* [Document section]
******************************

Reliable Multi Carrier Differential Chaos Shift Keying Receiver Based on Low Rank Approximation of Matrices Estimation

1.
School of Electronics and Information Technology, Sun Yat-sen University, Guangzhou 510006, China
2.
Everest Research Institute, Tibet University, Lhasa 850000, China

Funds: The National Natural Science Foundation of China (61602531), The Natural Science Foundation of Guang Dong Province (2020A1515010703), The Key Research and Development and Transformation Plan of Science and Technology Program for Tibet Autonomous Region (XZ201901-GB-16)

摘要

摘要: 在多载波差分混沌键控(MC-DCSK)系统中，经由无线信道传输在接收端进行检测时，参考混沌信号的传输差错将降低承载信息的检测性能，降低传输可靠性。为了提高可靠性，该文基于承载信息的调制信号因共享参考混沌信号的低秩特性，提出了一种基于矩阵低秩估计(LRAM)的MC-DCSK接收机，增强系统可靠性。该接收机将接收信号矩阵表示为秩1矩阵和噪声矩阵之和，然后对接收信号矩阵进行低秩估计，以得到参考信号的最优估计，并进而将其用于承载信息的调制信号的检测和解调，从而提升系统传输可靠性。继而，该文证明了LRAM检测可等效于最大似然估计检测，并对信息泄露率理论安全性能进行了分析，分析结果表明所提方案安全性与基准MC-DCSK系统一致。仿真结果验证了该接收机在加性高斯白噪声(AWGN)和多径衰落信道下可有效提升MC-DCSK系统的可靠性。

******************************

* [Data rows]

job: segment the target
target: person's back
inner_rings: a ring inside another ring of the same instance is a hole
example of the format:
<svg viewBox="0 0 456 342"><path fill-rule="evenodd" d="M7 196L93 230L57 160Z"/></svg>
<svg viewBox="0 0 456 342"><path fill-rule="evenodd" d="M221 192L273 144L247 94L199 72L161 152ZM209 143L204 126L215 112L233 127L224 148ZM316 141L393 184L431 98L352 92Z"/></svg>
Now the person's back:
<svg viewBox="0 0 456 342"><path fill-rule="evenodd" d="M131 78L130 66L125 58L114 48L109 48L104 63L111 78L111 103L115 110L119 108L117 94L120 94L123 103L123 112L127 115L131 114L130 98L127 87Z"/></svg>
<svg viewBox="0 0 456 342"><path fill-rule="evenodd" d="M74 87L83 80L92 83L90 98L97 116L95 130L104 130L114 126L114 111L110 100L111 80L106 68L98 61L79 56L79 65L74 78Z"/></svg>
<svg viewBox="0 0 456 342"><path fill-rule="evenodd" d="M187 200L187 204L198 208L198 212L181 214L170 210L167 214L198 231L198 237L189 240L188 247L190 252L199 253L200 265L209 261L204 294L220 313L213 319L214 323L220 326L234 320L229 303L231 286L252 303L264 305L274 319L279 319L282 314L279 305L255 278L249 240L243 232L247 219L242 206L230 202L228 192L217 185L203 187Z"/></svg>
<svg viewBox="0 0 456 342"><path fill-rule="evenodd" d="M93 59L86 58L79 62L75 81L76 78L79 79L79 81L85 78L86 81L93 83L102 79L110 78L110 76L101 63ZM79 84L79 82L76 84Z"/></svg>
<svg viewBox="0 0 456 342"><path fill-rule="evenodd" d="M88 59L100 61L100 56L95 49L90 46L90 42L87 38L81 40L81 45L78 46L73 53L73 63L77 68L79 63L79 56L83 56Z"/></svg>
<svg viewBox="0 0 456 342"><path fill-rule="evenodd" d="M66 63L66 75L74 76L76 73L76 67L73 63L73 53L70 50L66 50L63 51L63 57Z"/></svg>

******************************

* [Problems and tasks]
1. Answer from the LRAM receiver paper:
(a) Which university in Lhasa is the Everest Research Institute part of?
(b) What grant number is listed for the Natural Science Foundation of Guang Dong Province?
(c) In which two channel types do the simulations show that the receiver improves MC-DCSK reliability?
2. Extend the LRAM receiver paper, starting after its final sentence.
Nothing here depends on the entries.

* [Exercise responses]
1.
(a) Tibet University
(b) 2020A1515010703
(c) Additive white Gaussian noise (AWGN) channels and multipath fading channels

2.
- 多载波差分混沌键控系统 /
- 矩阵低秩估计 /
- 可靠性 /
- 接收机
Abstract: In Multi-Carrier Differential Chaos Shift Keying (MC-DCSK) systems, after transmitted over wireless channels, the transmission errors in the reference chaotic signal will degrade the detection performances of the information-bearing signals at the receiver. In order to address this issue, in this paper, a Low Rank Approximation of Matrices (LRAM) aided MC-DCSK receiver is proposed based on the low rank characteristics of the information-bearing chaotic modulated signals sharing the same reference chaotic signal, with the aim to enhance the reliability performances. In the design, the received signal matrix is evaluated by the sum of a rank one matrix and a Gaussian noise matrix, and then the LRAM method is applied to derive the estimates of received signals to attain the optimal estimate of the reference chaotic sequence, which is subsequently used to recover the user data, thereby improving the reliability performances of MC-DCSK systems. Subsequently, the proposed LRAM detection is proved that is equivalent to the maximum likelihood estimation detection, then the theoretical security performances in terms of the information leakage is analyzed. The analysis shows that the security performances of the proposed system keep the same as those of the benchmark MC-DCSK systems. Simulation results demonstrate the superior Bit Error Rate (BER) performances of the proposed LRAM aided MC-DCSK systems over Additive White Gaussian Noise (AWGN) and multipath fading channels.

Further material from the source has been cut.